### Exercise objective
From the listing below, extract each line containing the string "tree".

### Data records
====================

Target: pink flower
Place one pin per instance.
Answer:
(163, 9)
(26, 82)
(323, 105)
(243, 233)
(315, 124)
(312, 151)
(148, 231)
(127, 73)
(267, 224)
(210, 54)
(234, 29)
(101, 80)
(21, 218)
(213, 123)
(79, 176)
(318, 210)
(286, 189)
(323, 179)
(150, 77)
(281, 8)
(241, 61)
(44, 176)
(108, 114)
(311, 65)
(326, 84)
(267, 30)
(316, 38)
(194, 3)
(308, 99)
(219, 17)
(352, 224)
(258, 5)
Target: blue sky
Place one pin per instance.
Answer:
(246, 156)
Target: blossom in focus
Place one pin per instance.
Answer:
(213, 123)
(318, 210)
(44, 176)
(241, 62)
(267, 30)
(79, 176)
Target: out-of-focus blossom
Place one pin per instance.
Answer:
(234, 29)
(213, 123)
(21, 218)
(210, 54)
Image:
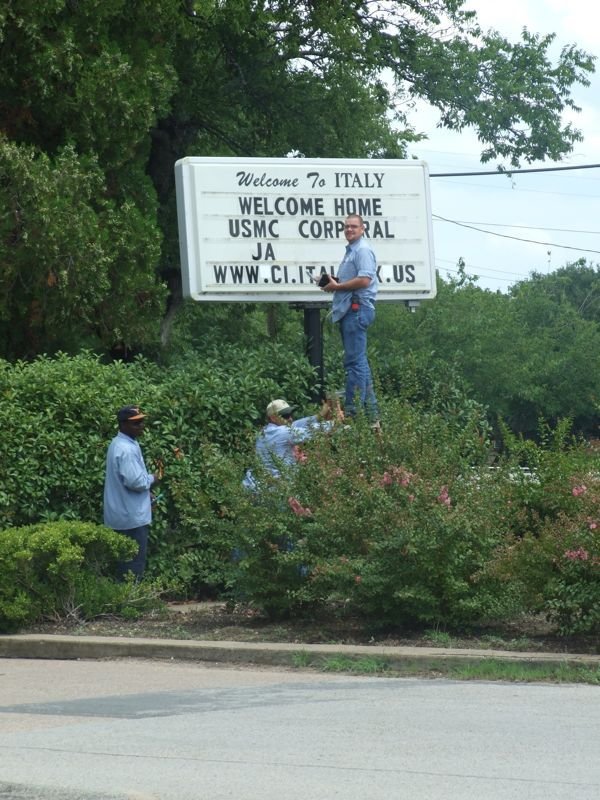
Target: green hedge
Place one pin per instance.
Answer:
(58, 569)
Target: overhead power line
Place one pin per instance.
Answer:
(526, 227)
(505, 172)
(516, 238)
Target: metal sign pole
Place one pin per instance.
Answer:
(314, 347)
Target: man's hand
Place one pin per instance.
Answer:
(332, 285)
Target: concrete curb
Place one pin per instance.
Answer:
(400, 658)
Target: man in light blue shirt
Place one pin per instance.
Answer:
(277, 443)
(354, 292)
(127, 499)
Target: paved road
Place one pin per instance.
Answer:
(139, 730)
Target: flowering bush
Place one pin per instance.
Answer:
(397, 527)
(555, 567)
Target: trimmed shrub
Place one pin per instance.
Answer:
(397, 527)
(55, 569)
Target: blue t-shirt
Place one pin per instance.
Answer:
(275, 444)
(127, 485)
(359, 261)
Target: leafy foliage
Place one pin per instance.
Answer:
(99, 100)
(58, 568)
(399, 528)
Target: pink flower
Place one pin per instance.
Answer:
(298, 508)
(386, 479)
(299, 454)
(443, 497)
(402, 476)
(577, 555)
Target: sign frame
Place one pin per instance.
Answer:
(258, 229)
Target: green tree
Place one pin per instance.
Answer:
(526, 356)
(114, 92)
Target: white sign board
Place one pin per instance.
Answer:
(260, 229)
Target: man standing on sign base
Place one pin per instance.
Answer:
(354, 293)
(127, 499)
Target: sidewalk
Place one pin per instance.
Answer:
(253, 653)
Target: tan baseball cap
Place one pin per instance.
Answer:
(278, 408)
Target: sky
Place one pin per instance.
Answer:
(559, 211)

====================

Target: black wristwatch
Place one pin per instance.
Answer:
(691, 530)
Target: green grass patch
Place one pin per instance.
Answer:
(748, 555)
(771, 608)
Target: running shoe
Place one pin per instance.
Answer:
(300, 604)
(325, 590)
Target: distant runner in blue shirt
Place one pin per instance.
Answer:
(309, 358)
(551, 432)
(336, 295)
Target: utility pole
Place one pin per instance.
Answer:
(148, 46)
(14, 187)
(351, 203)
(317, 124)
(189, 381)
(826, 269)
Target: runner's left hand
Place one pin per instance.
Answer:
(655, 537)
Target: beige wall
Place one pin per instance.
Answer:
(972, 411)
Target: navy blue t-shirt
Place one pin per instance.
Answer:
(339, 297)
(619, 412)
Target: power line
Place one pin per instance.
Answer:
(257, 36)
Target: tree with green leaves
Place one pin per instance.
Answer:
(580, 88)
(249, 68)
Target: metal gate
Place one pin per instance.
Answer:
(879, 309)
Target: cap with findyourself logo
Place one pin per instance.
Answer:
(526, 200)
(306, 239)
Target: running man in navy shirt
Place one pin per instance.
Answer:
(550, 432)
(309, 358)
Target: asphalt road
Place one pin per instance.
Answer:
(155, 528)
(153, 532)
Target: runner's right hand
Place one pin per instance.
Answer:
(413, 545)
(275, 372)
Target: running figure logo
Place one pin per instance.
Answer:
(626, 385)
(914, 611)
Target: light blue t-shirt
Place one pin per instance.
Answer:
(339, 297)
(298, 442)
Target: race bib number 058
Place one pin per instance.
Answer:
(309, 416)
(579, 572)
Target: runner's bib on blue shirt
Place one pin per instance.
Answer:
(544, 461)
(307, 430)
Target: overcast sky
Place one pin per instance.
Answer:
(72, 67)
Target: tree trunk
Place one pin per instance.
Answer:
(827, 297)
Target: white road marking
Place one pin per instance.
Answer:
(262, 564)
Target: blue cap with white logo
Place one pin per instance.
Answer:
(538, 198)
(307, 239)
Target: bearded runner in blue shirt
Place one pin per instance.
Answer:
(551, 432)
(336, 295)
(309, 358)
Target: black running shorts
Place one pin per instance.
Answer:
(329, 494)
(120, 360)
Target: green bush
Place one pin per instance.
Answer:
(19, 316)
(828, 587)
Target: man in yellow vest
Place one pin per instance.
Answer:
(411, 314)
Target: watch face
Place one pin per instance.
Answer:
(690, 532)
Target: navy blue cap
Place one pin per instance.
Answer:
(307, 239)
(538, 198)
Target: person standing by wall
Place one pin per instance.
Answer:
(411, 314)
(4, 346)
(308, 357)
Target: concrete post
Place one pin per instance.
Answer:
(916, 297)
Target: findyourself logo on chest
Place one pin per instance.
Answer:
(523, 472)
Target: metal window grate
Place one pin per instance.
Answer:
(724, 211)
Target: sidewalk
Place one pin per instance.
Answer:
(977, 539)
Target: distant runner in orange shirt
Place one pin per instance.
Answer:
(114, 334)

====================

### Answer section
Target: green tree
Target: tree with green leaves
Target: tree trunk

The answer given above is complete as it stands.